Given passage
>> begin
The Devil's Tickets
Page 6
Two men came to see Ely in the summer of 1929. They wanted to profit from the surging interest in contract bridge by publishing a correspondence course on the game. They needed a writer and couldn’t afford the sage royals Wilbur Whitehead or Milton Work, whose annual earnings from bridge lectures, writings, and teachings matched those of corporation executives. Publisher Lewis Copeland and Herbert DeBower, founder of the Alexander Hamilton Institute, came to Ely and Jo’s apartment on East Sixty-third Street to see if Ely might be their man. But they offered Ely only a few hundred dollars plus a nominal royalty.
Sensing a bigger opportunity, Ely invited Copeland and DeBower to a follow-up lunch at the Ritz, where he dressed fashionably, laughed easily, smoked constantly, and, as was his custom, spoke to the waiters in French. Ely was selling himself with charm and élan. He impressed his listeners, who also came for dinner the following night at a summer home Ely and Jo had rented in Westhampton, not to be confused with the more glamorous hamlet that four years earlier had served as the basis for F. Scott Fitzgerald’s West Egg in The Great Gatsby. There, Jay Gatsby lives and throws his grand parties, fifty yards from the Long Island Sound, between big houses that rent for $12,000 to $15,000 a season. The house Ely and Jo rented was an architectural eyesore, eminently available, that featured an overgrown garden with stucco monsters and gargoyles sitting, standing, and straining to fly. The bootlegger Jay Gatsby wouldn’t have spent a minute in the place.
After dinner, as Jo tended to the children, Ely got down to business. What he wanted, he said, was not a correspondence course deal. He wanted financial backing on a grand scale.
>> end
Things to do
1: Answer these from the passage about Ely and the correspondence course:
(a) On what street was Ely and Jo's apartment?
(b) Where did Ely hold the follow-up lunch with Copeland and DeBower?
(c) What did Ely say he wanted after dinner?
2: Count the lines of the records that contain the string "shed", with case counting, and give only the number.
The records have no connection to the text above them.

Input records
>> begin
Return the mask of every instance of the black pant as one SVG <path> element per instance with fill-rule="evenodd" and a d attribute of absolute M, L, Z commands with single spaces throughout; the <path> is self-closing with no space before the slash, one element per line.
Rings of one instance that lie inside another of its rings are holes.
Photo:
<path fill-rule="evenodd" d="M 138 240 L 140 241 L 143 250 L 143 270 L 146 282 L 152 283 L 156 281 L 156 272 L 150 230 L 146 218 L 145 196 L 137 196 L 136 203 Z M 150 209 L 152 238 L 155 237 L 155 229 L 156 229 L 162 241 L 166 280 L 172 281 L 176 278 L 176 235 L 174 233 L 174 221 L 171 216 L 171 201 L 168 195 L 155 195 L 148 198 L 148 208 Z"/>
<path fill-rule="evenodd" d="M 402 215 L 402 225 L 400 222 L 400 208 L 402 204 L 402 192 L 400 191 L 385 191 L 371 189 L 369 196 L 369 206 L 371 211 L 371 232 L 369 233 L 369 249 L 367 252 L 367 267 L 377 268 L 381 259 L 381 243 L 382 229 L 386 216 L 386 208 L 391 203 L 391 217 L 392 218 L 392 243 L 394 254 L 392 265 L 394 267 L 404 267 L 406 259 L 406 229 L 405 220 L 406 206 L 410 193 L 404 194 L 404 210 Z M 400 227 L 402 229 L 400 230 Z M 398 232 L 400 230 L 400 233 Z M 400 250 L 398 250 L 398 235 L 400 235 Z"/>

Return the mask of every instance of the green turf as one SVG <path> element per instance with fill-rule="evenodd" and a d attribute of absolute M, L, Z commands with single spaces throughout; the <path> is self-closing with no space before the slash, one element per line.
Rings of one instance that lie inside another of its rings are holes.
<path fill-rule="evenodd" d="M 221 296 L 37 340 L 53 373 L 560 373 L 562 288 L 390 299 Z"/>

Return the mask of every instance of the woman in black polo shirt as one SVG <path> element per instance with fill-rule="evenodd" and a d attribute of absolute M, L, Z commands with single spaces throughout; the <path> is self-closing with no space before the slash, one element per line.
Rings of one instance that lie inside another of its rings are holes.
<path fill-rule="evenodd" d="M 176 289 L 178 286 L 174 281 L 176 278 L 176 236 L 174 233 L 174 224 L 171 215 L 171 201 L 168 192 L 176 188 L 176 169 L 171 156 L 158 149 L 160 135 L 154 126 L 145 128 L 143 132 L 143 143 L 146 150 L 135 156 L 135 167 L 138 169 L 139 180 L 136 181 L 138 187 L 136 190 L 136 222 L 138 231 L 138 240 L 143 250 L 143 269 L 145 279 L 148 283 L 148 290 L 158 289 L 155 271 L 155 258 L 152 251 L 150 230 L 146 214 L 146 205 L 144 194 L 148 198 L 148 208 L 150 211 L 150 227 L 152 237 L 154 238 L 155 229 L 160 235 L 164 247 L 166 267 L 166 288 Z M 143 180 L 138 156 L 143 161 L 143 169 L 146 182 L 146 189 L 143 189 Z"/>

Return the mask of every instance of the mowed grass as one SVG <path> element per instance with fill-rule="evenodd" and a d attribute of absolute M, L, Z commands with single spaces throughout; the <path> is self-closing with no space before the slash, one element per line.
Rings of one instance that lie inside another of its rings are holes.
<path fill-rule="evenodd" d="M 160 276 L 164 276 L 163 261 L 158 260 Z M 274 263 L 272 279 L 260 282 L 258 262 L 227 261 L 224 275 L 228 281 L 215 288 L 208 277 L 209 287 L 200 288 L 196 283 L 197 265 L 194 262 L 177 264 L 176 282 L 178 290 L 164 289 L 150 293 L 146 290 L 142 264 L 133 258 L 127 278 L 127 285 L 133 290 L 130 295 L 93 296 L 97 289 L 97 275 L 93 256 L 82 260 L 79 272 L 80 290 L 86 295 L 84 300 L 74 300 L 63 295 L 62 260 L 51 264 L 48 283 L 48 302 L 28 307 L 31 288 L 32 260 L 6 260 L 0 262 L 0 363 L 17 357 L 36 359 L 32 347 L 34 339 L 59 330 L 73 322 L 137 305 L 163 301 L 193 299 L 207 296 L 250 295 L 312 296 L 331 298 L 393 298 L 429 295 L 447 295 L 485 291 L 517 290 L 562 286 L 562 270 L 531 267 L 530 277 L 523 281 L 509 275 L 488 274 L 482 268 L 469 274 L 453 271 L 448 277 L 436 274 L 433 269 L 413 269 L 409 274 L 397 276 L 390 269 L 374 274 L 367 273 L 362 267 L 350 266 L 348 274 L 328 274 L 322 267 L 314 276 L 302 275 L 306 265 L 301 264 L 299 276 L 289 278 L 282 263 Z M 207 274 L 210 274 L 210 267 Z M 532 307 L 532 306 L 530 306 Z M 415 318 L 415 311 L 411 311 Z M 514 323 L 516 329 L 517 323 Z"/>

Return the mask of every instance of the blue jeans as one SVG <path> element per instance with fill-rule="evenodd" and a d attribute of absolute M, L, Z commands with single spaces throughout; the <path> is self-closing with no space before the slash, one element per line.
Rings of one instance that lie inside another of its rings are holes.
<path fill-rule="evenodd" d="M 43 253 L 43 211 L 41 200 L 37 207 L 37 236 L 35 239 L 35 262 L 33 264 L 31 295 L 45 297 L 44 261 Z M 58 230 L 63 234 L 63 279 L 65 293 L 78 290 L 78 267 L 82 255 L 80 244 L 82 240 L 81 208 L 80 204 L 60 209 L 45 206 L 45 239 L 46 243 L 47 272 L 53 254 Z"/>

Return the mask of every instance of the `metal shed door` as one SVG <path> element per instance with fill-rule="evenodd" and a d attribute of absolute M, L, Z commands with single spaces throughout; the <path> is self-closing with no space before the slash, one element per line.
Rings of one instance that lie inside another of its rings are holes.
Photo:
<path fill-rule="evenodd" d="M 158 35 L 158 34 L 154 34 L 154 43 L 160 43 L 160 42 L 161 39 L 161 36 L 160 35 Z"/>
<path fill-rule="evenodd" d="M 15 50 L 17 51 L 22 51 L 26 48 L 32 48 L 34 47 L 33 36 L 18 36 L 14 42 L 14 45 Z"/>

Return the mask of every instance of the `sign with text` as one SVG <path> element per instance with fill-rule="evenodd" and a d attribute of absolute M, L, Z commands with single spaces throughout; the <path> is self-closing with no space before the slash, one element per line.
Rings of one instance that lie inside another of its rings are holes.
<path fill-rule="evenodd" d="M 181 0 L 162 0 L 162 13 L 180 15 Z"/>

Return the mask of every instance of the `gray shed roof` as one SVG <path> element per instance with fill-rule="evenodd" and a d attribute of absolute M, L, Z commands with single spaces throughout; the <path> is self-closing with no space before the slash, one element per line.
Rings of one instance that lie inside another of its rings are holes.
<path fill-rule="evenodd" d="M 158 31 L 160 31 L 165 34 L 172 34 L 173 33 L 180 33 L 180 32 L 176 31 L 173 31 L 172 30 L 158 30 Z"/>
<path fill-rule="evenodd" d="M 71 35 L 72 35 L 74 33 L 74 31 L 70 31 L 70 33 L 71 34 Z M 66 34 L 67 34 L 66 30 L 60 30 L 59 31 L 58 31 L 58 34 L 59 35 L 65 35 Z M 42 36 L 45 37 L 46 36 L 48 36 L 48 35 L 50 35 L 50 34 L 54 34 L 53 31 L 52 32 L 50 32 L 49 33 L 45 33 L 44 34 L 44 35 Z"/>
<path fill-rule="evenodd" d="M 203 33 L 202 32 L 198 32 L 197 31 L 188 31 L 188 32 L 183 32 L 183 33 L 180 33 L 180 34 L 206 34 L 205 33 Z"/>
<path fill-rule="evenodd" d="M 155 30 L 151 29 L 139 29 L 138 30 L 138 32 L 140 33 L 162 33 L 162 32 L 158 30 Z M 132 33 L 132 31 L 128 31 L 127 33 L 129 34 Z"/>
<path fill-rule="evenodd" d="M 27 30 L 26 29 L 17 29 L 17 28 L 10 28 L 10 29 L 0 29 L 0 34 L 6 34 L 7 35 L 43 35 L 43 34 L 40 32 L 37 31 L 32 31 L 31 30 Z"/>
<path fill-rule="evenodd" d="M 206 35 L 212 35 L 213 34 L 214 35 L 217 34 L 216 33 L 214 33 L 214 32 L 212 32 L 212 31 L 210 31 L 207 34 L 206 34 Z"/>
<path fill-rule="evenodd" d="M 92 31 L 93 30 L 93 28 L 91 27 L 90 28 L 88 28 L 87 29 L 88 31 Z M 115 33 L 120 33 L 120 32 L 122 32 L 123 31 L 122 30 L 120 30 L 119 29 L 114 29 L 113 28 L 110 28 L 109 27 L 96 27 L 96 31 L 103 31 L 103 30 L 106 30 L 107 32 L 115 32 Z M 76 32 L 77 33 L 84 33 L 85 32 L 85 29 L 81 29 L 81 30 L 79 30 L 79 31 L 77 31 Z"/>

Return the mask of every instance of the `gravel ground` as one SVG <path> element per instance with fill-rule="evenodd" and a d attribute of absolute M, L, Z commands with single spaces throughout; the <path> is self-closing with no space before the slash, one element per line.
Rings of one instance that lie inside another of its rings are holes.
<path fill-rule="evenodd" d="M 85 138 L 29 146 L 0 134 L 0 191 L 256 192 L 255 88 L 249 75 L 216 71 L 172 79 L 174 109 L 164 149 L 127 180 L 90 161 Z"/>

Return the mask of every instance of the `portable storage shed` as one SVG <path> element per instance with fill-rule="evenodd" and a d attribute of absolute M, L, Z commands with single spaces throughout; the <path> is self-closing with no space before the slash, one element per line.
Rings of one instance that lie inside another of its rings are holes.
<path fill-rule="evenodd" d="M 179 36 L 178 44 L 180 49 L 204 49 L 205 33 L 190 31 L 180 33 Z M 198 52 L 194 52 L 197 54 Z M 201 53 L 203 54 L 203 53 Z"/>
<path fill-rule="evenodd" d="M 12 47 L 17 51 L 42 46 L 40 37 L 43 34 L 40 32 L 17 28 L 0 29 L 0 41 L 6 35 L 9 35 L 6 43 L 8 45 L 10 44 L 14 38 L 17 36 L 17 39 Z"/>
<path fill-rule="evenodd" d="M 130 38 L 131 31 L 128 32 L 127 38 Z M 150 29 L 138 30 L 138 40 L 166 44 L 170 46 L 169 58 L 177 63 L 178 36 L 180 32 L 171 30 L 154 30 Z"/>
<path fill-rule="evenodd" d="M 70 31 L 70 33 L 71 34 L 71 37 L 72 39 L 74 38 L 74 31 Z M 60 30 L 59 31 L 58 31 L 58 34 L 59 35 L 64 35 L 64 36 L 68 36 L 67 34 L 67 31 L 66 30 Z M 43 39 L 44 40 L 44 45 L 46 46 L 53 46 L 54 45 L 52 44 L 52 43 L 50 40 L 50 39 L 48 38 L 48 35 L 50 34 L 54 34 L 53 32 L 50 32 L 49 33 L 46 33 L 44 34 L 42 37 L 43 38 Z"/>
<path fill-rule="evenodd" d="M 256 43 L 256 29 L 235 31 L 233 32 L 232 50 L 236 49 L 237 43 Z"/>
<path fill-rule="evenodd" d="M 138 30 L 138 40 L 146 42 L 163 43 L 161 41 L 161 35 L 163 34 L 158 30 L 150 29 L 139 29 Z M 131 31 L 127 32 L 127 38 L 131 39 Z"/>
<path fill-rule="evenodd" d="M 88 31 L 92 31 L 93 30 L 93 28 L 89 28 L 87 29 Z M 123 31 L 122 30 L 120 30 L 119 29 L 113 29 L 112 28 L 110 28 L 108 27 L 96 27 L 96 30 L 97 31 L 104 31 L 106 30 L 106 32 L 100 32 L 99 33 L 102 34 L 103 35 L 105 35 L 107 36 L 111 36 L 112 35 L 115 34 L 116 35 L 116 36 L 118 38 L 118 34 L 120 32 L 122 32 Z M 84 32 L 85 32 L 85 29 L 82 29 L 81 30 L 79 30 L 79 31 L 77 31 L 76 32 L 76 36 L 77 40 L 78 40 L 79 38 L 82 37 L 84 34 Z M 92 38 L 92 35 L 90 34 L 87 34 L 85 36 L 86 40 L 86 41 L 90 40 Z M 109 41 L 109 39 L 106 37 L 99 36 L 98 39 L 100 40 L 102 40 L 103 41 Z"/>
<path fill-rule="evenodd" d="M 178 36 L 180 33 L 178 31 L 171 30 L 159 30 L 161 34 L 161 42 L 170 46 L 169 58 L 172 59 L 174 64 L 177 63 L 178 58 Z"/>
>> end
Expected answers
1:
(a) East Sixty-third Street
(b) At the Ritz
(c) Financial backing on a grand scale

2: 3